* _WORK INSTRUCTIONS_
Could you copy out every line again, beginning at the line that has "of the house;" and stopping after the last of the entries, with each coordinate scaled by 1.15 and rounded to a whole number, halves going up?

-- begin GIVEN ENTRIES --

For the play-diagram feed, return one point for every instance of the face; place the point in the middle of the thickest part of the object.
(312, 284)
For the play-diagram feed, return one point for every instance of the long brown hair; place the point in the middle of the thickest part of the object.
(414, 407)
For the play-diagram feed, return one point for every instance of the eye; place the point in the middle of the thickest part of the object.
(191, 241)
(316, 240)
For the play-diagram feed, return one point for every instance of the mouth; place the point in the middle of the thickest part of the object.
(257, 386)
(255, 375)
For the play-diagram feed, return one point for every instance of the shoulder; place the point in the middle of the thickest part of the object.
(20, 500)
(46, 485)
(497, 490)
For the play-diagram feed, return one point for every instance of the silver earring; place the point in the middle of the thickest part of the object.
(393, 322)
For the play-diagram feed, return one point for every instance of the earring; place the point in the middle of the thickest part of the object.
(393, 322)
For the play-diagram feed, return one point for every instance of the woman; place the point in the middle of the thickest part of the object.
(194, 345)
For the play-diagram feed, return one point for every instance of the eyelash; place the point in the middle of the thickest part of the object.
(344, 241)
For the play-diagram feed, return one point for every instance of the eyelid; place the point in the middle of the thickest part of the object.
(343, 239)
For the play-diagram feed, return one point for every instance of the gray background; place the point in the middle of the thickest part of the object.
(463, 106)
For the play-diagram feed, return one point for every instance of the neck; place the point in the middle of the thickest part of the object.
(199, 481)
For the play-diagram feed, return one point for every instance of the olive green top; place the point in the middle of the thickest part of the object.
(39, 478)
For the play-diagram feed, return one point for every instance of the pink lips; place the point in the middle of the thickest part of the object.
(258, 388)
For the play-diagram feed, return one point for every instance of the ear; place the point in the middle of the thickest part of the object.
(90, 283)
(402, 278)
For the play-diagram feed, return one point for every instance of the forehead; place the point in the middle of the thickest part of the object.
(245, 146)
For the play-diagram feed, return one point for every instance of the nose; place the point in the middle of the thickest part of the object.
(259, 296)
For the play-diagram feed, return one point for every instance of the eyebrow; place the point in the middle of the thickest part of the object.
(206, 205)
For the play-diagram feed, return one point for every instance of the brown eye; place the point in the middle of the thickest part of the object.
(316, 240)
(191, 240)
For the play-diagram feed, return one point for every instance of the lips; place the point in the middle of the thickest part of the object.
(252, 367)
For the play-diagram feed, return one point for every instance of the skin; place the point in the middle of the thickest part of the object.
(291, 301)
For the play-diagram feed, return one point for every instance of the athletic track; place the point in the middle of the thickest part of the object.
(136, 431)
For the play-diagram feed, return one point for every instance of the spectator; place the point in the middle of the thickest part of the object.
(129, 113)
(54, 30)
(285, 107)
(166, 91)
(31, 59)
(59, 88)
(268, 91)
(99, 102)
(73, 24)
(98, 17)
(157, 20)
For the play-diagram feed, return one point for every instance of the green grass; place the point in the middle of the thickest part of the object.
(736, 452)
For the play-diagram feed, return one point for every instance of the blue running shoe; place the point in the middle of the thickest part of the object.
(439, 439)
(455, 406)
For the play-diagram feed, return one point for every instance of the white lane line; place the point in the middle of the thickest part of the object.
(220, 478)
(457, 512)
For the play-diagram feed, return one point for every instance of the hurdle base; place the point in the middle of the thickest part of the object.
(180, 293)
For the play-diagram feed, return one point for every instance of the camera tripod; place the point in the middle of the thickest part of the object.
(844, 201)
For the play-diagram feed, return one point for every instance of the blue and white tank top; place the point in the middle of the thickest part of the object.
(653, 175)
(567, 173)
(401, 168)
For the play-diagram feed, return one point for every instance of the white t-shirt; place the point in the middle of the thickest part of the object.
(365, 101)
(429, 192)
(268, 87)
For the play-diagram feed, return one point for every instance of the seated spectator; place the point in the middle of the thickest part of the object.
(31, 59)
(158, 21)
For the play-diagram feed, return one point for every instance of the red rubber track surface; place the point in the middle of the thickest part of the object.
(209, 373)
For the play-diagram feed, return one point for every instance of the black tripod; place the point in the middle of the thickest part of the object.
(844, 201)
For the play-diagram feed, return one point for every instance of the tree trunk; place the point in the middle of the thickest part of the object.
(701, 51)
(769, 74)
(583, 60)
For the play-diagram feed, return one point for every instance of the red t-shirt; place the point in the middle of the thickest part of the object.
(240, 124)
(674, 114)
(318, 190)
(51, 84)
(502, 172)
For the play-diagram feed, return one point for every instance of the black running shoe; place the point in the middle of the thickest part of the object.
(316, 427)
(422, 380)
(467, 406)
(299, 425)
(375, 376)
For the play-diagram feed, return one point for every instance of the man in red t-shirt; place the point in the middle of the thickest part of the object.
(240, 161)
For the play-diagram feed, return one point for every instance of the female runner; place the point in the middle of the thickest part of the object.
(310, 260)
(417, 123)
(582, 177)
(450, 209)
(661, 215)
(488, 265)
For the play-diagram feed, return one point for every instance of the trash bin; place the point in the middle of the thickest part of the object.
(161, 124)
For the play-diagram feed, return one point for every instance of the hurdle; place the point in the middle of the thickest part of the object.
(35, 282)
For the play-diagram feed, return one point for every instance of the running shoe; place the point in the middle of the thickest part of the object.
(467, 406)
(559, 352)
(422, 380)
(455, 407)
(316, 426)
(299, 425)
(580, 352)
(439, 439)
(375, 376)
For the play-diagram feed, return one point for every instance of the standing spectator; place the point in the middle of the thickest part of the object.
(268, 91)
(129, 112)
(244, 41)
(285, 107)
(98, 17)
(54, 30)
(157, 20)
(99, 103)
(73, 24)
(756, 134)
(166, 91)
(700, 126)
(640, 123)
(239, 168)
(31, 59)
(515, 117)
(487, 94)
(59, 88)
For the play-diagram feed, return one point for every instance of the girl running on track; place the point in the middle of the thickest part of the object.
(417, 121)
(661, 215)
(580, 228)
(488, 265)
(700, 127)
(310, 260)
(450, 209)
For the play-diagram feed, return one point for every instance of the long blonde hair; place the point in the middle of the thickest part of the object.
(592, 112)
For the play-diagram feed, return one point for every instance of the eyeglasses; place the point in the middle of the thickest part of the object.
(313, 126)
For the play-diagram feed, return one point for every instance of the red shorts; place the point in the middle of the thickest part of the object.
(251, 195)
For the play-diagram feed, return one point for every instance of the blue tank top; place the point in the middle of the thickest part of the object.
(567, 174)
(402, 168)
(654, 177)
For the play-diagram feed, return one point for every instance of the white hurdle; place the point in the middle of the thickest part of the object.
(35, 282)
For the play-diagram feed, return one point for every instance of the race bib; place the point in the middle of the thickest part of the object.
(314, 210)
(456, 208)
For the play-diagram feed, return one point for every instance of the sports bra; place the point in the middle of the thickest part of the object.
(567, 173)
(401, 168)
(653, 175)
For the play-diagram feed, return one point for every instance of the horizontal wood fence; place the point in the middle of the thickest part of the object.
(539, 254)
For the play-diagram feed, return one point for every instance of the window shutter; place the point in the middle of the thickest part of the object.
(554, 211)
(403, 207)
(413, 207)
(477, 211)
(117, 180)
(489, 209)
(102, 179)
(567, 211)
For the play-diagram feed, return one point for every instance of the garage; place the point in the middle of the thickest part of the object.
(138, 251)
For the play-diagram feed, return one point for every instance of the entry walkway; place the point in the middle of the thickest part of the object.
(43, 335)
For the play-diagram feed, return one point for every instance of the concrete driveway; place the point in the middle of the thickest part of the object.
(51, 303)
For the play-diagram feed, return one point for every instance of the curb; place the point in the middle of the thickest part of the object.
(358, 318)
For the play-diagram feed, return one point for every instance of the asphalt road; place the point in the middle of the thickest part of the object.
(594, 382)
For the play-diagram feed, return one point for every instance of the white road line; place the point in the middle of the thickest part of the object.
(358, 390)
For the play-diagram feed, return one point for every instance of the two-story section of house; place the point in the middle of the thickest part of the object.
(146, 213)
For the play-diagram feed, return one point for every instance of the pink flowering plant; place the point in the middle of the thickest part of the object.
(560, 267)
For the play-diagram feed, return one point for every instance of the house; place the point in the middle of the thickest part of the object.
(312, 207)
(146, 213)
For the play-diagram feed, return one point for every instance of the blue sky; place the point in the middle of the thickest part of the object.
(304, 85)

-- end GIVEN ENTRIES --

* _OUTPUT FOR THIS TASK_
For the play-diagram feed, return one point for every instance of the house; place the point in the middle of the thickest part of the object.
(359, 238)
(168, 245)
For the play-diagram feed, return one point for every instance of the blue sky; place the point in the middle of the thickest part of the object.
(350, 98)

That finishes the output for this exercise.